[start]
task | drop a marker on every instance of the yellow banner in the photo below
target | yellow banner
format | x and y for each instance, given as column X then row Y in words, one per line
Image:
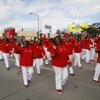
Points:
column 77, row 27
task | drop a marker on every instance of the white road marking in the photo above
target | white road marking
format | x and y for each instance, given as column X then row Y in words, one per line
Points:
column 42, row 67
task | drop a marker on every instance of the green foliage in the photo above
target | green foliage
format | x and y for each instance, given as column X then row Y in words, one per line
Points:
column 58, row 31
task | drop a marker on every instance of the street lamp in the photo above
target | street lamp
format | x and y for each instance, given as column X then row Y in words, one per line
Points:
column 38, row 20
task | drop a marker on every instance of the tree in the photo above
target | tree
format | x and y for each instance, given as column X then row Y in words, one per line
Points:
column 58, row 31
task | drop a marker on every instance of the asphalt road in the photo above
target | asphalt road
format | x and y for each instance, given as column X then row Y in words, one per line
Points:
column 78, row 87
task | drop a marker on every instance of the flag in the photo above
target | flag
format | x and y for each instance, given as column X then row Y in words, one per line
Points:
column 48, row 27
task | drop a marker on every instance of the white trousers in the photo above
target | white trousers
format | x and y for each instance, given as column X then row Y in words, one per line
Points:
column 77, row 59
column 61, row 75
column 48, row 56
column 92, row 53
column 6, row 57
column 39, row 64
column 87, row 55
column 34, row 62
column 97, row 72
column 12, row 52
column 70, row 68
column 0, row 55
column 17, row 57
column 27, row 73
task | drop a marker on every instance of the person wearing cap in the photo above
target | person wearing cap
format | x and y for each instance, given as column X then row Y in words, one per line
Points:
column 16, row 54
column 0, row 50
column 69, row 47
column 77, row 46
column 97, row 68
column 92, row 50
column 60, row 60
column 87, row 47
column 39, row 56
column 45, row 45
column 26, row 61
column 6, row 50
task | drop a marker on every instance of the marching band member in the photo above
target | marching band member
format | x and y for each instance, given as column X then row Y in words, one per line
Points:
column 6, row 50
column 97, row 69
column 69, row 47
column 16, row 54
column 92, row 50
column 60, row 60
column 26, row 61
column 39, row 56
column 45, row 45
column 87, row 44
column 77, row 50
column 0, row 50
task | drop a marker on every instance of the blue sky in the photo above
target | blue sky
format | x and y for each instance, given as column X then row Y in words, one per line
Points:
column 57, row 13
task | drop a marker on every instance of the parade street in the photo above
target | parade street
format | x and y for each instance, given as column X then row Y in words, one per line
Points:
column 78, row 87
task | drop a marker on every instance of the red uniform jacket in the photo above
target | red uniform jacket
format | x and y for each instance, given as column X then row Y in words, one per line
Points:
column 6, row 47
column 69, row 47
column 0, row 46
column 98, row 51
column 77, row 47
column 26, row 56
column 87, row 44
column 40, row 51
column 60, row 57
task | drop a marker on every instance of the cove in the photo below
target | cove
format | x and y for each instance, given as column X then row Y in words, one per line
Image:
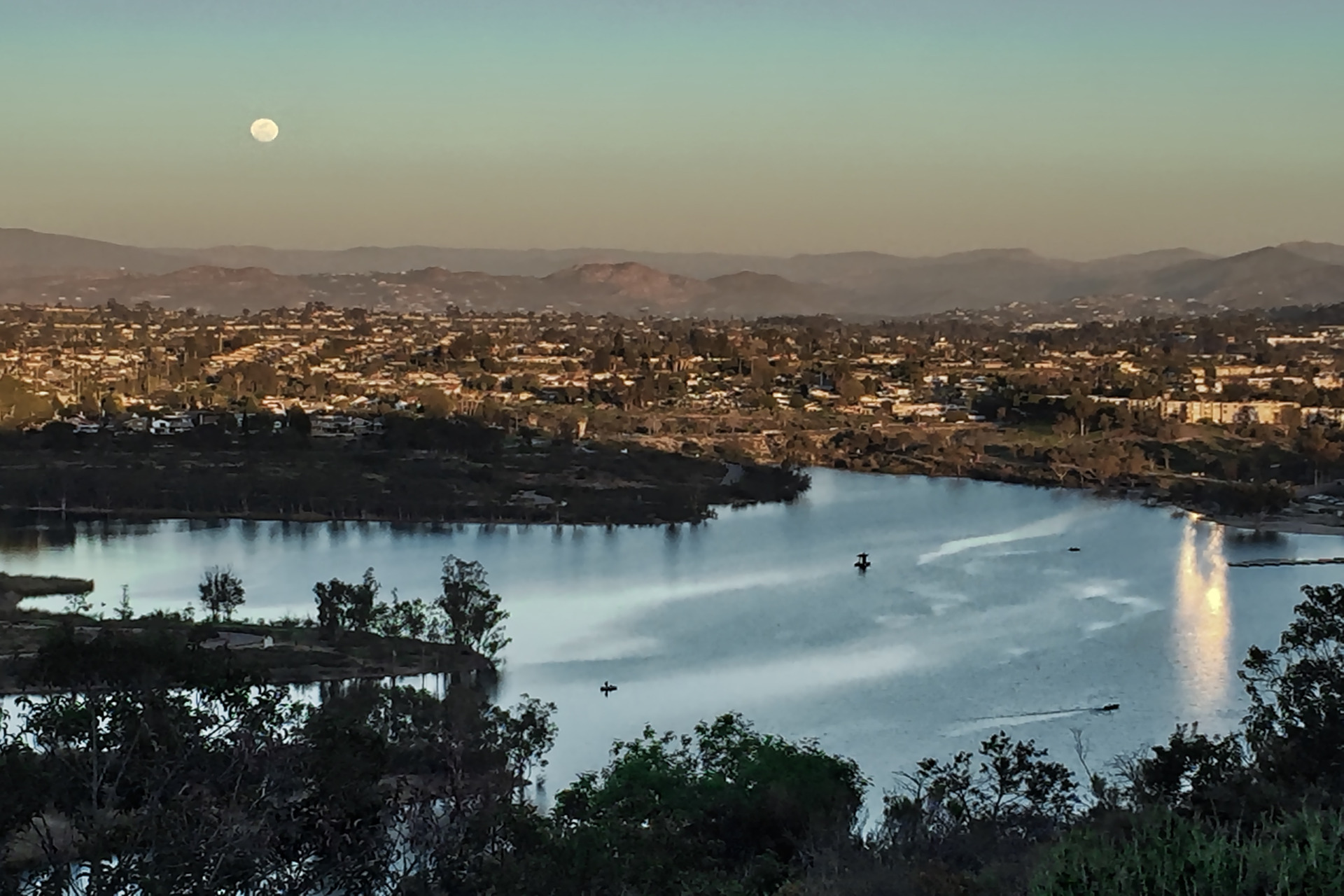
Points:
column 974, row 617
[end]
» SHORT TASK: All of the records need repeating exactly, except for the pictures.

» PROBLEM SOLUTION:
task | drop a marker on every instance of the yellow banner in the photo below
target | yellow banner
format | x and y for each instance, given as column X then row Y in words, one per line
Image:
Points:
column 77, row 27
task | drop a marker on every instance of the white road marking in the photo above
target | white road marking
format | x and y for each instance, given as column X then row Y in words, one per line
Points:
column 42, row 67
task | drop a marker on every instance of the green foliage in the photo above
target | green foliage
format | x and y for each instance, given as column X then row Y in words, one per line
Points:
column 58, row 31
task | drop a marker on every instance of the street lamp in the photo above
target | street lamp
format | x and y for each instance, given as column X then row Y in words, one per line
Points:
column 38, row 20
task | drop a marker on every instance of the tree in the photo above
target | tree
format | x and y for each instance, given as column X then row Y in words, one per line
Points:
column 58, row 31
task | drop a marker on every instance of the asphalt road in the photo above
target | asphalt road
format | x and y for each instance, given as column X then row Y in words, one per line
Points:
column 78, row 87
task | drop a marker on every instance of the flag in the photo above
target | flag
format | x and y for each instance, given as column X then row Y in words, one per line
Points:
column 48, row 27
task | drop a marker on every instance of the white trousers in the photo above
target | white trousers
format | x and y for each instance, given as column X then row Y in words, one per line
Points:
column 77, row 59
column 61, row 75
column 48, row 56
column 92, row 53
column 6, row 57
column 39, row 64
column 87, row 55
column 34, row 62
column 97, row 72
column 12, row 52
column 70, row 68
column 0, row 55
column 17, row 57
column 27, row 73
task | drop a marker on every instance of the person wearing cap in the photo above
target | person wearing cap
format | x and y for each instance, given as column X then row Y in words, one per line
Points:
column 16, row 54
column 0, row 50
column 69, row 47
column 77, row 46
column 97, row 68
column 92, row 50
column 60, row 60
column 87, row 47
column 39, row 56
column 45, row 45
column 26, row 61
column 6, row 50
task | drop a marker on every instance of the marching band member in the photo above
target | marching band member
format | x and y for each instance, given as column X then row Y in words, one per line
Points:
column 6, row 50
column 97, row 69
column 69, row 47
column 16, row 54
column 92, row 50
column 60, row 60
column 26, row 61
column 39, row 56
column 45, row 45
column 87, row 44
column 77, row 50
column 0, row 50
task | drop a marker on every instance of the blue sky in the photo above
target | blue sky
format | x and y for each instance, given as column X then row Y in words, one per line
Points:
column 57, row 13
task | drop a marker on every instance of the parade street in the photo above
target | parade street
format | x and y for each instance, given as column X then row Y in words, one per line
Points:
column 78, row 87
task | drop a marker on every instance of the red uniform jacket in the photo above
target | red uniform jacket
format | x and y for each instance, given as column X then row Y in words, one per line
Points:
column 6, row 47
column 69, row 47
column 0, row 46
column 98, row 51
column 77, row 47
column 26, row 56
column 87, row 44
column 40, row 51
column 60, row 57
task | drop a marker on every instance of the cove in the photo below
target | cove
format | x and y for each instance, given as column X then row Y in words, one per line
Image:
Points:
column 974, row 617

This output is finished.